Required task:
Edit the listing from its first line through the line containing "199 200 219 226", inclusive, swapping "stair railing" for "banister" and leaving everything else as it stands.
— Start of Task input —
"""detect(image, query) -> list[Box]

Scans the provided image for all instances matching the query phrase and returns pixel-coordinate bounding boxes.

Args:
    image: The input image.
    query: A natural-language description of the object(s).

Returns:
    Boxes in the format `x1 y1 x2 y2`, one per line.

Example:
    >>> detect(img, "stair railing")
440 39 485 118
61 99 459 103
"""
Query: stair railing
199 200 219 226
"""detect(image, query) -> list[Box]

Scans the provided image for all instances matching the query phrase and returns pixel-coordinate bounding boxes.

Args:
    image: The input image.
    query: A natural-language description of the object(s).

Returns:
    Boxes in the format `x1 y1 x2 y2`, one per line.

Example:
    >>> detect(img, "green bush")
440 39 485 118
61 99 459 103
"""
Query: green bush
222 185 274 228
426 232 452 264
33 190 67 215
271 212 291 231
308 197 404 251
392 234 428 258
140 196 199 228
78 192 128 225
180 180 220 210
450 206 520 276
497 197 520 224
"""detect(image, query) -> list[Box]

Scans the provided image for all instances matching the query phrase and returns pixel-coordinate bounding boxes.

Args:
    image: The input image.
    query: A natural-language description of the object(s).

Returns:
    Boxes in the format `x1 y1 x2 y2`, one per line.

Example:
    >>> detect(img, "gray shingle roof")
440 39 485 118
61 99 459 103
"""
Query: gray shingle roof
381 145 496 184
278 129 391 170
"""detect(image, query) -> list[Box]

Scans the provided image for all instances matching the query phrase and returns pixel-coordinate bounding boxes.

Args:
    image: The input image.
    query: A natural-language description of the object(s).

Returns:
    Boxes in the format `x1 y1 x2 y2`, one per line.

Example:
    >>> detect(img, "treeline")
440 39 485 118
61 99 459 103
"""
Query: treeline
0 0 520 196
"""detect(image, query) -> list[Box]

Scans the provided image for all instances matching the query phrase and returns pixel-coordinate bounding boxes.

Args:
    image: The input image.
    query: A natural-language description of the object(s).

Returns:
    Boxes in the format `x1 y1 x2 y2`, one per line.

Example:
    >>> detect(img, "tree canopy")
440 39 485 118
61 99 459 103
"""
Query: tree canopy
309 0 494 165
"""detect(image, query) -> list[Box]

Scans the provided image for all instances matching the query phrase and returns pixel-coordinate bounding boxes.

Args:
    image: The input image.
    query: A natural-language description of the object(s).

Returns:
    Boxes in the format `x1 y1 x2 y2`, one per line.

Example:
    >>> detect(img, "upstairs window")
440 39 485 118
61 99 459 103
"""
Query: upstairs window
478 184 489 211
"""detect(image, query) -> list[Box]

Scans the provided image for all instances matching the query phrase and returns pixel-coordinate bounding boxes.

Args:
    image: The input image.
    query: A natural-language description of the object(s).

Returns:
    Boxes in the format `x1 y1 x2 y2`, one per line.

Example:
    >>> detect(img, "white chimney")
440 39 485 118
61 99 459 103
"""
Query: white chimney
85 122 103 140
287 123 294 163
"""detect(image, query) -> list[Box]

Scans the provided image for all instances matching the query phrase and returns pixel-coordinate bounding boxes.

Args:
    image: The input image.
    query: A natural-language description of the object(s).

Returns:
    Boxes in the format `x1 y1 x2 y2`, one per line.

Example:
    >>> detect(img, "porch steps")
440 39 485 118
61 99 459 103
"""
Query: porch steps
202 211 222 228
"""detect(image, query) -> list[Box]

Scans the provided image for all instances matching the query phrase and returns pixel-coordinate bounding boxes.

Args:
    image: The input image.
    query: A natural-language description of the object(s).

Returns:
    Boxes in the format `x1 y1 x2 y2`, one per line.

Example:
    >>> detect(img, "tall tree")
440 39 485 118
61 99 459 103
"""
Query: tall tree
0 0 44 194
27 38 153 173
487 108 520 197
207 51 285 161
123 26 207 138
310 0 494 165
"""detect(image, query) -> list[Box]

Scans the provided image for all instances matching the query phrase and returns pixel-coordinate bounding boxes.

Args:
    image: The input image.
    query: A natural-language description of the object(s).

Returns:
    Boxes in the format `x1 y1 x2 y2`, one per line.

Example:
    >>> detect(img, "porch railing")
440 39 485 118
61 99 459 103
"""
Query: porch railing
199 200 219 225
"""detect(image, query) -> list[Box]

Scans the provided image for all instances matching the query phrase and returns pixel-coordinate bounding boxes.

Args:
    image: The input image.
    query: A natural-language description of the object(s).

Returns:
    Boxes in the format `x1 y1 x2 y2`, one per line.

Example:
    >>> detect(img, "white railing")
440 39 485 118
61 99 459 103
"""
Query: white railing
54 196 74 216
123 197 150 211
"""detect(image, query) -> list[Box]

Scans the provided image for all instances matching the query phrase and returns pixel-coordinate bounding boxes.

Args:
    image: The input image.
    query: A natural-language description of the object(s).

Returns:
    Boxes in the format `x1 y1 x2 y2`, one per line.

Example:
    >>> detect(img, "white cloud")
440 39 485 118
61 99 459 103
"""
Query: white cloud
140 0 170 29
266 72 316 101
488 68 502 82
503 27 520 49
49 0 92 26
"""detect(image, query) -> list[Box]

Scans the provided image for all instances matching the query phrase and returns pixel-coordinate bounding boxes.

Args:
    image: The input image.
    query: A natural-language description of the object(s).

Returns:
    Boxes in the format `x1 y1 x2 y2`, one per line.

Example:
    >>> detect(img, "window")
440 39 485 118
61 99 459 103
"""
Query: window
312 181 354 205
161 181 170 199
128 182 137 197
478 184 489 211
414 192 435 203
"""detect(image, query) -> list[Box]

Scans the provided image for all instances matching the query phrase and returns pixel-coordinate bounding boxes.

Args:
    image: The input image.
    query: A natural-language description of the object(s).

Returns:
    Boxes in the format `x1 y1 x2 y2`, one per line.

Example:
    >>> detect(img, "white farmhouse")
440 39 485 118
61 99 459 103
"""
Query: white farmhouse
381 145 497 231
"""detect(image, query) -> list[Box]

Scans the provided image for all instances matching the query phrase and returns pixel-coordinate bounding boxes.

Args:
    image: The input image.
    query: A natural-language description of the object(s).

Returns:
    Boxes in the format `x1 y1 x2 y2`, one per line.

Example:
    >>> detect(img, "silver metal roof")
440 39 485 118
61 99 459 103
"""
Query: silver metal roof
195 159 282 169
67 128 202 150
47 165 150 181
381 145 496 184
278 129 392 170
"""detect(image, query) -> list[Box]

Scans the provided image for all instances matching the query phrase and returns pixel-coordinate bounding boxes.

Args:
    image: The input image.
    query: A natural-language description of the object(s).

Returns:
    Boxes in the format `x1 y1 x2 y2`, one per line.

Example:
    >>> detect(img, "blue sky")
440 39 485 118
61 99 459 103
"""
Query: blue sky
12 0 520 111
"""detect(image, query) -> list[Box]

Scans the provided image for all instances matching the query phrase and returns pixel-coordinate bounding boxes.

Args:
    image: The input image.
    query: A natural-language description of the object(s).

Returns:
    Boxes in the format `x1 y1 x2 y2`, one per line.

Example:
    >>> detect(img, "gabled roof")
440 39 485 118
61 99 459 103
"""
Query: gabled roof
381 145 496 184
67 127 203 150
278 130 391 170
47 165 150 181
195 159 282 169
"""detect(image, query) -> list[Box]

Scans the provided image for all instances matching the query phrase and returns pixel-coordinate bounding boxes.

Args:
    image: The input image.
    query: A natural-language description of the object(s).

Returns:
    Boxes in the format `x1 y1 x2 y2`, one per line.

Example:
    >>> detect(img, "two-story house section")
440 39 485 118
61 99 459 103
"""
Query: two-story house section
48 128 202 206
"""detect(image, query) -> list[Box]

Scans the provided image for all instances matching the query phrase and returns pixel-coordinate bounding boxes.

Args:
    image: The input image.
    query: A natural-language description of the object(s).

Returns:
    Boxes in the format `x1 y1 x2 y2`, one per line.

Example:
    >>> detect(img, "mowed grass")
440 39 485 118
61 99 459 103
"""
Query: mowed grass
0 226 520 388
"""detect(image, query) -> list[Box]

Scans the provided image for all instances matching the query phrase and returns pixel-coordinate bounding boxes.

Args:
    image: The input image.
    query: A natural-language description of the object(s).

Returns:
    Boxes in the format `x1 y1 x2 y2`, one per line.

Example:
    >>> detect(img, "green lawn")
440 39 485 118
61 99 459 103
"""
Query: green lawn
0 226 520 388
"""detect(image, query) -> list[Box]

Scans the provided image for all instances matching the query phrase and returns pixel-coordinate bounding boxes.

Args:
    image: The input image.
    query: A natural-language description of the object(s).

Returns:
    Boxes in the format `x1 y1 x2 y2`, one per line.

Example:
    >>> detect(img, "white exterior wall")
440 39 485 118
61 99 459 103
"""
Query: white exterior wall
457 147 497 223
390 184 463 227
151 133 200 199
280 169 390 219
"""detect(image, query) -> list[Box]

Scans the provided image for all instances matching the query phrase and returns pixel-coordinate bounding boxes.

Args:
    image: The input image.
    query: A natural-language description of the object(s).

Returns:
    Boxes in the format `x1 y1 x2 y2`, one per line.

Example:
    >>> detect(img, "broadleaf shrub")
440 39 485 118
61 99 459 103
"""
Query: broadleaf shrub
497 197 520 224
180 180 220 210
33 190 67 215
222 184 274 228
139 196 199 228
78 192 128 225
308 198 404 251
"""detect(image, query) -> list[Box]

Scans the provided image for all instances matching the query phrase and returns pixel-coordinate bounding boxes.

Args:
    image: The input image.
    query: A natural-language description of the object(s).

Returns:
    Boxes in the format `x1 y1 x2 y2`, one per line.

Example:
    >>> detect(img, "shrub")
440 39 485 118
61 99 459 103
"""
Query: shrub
— End of Task input —
Final answer:
"""detect(image, query) -> list[Box]

Scans the provided image for all instances matching the query phrase and returns pixel-coordinate bounding boxes.

Args:
    image: The input image.
    query: A natural-language description of the object(s).

Returns:
    Boxes in the format `x1 y1 x2 y2`, one per line.

Example:
    >>> detect(img, "banister")
440 39 485 118
61 99 459 103
"""
Query: banister
199 200 219 226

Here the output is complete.